• Excerpt provided:
┄┄┄┄┄┄┄┄┄┄

One of the earliest statements the narrator offers, if in an ironic context, shapes the entire book: “I, on the other hand, believe every word Grandmother says.” The reader will too, as the old woman bears the burden of survival. She is also the leader of the household and has little faith in her daughter-in-law, the narrator’s mother. The feelings are mutual.
Initially, it seems, much of the domestic tension may be the clash between Grandmother and the little girl’s hapless mother, a woman given to weeping who also possesses a liking for poetry. While Grandmother rules the house, investing everything she cooks with the pervasive scent of her dark, smoky kitchen, the daughter-in-law appears to know her place, which is working outside, doing the milking and tending animals. “She usually comes up to the kitchen window to look for me . . . and calls out . . . sometimes she just leaves without a word.” But there are other, far sadder reasons for the mother’s unhappiness.

┄┄┄┄┄┄┄┄┄┄

• Data:
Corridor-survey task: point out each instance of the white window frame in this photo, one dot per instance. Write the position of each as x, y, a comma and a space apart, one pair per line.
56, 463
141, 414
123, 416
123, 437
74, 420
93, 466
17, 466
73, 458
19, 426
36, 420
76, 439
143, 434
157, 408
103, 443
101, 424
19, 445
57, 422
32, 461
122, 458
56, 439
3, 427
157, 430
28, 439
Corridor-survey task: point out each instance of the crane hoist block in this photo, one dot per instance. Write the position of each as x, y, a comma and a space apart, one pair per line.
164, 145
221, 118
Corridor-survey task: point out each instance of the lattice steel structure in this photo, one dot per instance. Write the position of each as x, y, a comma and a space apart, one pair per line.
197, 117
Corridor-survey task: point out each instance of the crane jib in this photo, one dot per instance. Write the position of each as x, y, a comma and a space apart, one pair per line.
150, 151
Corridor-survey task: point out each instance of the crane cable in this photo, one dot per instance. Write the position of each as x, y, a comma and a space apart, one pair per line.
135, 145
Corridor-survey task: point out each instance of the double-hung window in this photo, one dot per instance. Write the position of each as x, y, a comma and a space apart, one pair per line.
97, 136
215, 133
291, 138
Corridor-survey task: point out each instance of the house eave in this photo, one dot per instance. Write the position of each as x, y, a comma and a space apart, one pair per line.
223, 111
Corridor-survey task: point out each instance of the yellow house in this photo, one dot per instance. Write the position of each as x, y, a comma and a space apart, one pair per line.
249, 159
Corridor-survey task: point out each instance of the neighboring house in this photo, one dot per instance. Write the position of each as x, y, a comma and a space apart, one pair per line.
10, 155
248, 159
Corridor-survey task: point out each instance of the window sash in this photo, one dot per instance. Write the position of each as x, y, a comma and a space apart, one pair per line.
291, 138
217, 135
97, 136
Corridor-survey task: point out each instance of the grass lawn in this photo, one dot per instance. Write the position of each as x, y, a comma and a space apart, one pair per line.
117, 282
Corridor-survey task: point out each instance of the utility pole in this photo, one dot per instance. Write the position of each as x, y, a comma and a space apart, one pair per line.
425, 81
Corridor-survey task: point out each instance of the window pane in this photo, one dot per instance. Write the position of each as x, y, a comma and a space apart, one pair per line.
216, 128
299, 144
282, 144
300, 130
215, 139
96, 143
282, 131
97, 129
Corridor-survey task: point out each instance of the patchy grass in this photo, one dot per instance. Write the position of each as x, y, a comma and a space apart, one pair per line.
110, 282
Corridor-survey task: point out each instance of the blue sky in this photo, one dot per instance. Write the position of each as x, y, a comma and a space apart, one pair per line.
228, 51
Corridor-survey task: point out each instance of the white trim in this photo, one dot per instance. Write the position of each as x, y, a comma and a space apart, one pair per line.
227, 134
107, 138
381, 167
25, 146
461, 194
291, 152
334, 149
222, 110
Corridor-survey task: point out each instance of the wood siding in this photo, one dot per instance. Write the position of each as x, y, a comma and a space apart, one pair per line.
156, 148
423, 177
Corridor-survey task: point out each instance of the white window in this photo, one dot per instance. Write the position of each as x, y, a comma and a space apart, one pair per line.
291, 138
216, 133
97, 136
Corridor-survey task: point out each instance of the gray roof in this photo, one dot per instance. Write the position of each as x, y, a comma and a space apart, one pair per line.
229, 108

┄┄┄┄┄┄┄┄┄┄

• Written tasks:
A – According to the review, what jobs does the daughter-in-law do as "her place"? List them.
B – What does the review say the little girl's mother has a liking for?
C – Transcribe the passage of the review that begins at the words "Initially, it seems, much" and stops after "the mother’s unhappiness.".

• Results for the exercise:
A – Working outside, doing the milking, tending animals

B – Poetry.

C –
Initially, it seems, much of the domestic tension may be the clash between Grandmother and the little girl’s hapless mother, a woman given to weeping who also possesses a liking for poetry. While Grandmother rules the house, investing everything she cooks with the pervasive scent of her dark, smoky kitchen, the daughter-in-law appears to know her place, which is working outside, doing the milking and tending animals. “She usually comes up to the kitchen window to look for me . . . and calls out . . . sometimes she just leaves without a word.” But there are other, far sadder reasons for the mother’s unhappiness.